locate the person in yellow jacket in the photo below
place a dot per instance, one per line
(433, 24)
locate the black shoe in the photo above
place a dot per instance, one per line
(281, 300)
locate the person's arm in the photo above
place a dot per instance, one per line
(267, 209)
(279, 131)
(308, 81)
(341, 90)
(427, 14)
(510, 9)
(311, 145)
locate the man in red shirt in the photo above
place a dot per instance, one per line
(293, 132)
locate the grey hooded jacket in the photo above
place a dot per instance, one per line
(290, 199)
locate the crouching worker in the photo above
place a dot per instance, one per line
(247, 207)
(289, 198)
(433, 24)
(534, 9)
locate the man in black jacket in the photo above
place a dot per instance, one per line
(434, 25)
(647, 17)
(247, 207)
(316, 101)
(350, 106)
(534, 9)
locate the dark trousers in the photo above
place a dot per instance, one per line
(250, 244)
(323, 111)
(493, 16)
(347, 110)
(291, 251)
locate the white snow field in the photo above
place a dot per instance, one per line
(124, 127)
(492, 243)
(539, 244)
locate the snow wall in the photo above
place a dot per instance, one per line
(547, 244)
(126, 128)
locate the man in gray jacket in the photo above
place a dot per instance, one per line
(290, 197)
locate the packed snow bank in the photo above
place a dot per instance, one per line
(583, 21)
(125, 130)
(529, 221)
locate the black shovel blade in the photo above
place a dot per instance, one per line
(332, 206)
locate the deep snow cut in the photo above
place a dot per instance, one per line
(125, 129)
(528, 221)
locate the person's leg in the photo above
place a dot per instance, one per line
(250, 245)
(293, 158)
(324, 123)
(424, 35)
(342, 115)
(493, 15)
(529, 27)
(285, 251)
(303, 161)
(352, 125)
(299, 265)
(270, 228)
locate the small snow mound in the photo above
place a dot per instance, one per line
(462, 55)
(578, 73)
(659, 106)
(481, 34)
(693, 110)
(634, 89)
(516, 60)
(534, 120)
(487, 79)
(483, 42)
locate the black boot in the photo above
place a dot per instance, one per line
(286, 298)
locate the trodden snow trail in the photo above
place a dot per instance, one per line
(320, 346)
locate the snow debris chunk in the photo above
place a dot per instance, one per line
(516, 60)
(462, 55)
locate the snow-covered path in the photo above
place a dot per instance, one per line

### What the task requires
Write out the entries above once more, without altering anything.

### Output of the exercise
locate the person in yellow jacket in the photo below
place a dot per instance, one per line
(433, 24)
locate the black shoe in the photo above
place a dot per instance, one per line
(281, 300)
locate the person's arm in the photo above
place a dot per instance, one per line
(267, 209)
(279, 131)
(308, 81)
(341, 90)
(427, 14)
(510, 9)
(311, 145)
locate the man in red shirt in the photo above
place a dot per instance, one per line
(293, 132)
locate the grey hooded jacket in the photo above
place a dot per instance, one per line
(290, 199)
locate the crouching worker in the photo above
place a dot per instance, one per line
(247, 207)
(289, 198)
(433, 24)
(534, 9)
locate the man in black jacket in the photo above
place a dot per instance, one per line
(434, 25)
(647, 17)
(247, 207)
(316, 101)
(350, 106)
(534, 9)
locate the dark trousers in the photo above
place a dot per instance, one per line
(250, 244)
(323, 111)
(493, 16)
(347, 110)
(291, 251)
locate the white snow field in the photo above
place a dot per instance, one per line
(124, 127)
(492, 243)
(539, 244)
locate the snow wall in the photo above
place a dot per instance, one per line
(547, 244)
(126, 128)
locate the man in gray jacket in the photo above
place a dot per instance, one per line
(290, 197)
locate the packed snow bank in the photo above
place a dot per instance, one per line
(583, 21)
(125, 130)
(529, 221)
locate the black shovel blade in the photo above
place a dot per instance, one per line
(332, 206)
locate the deep snow cut in the photo above
place a dot per instance, one per line
(125, 129)
(528, 221)
locate the person's leg in the photo above
place a dot per instance, one per line
(250, 245)
(293, 158)
(324, 123)
(424, 35)
(342, 115)
(493, 15)
(529, 27)
(285, 251)
(303, 161)
(352, 125)
(299, 265)
(270, 228)
locate the small snow mound in the photo above
place a dot per instance, one per line
(462, 55)
(578, 73)
(659, 106)
(481, 34)
(693, 110)
(634, 89)
(516, 60)
(534, 120)
(487, 79)
(483, 42)
locate the black boot in the photo above
place a dot per instance, one per line
(286, 298)
locate the trodden snow trail in the photo above
place a dot per instance, one per line
(320, 346)
locate the snow debris chunk in the photo above
place a dot per instance, one per line
(516, 60)
(462, 55)
locate the snow-covered path in the photo above
place a dot per instance, one per line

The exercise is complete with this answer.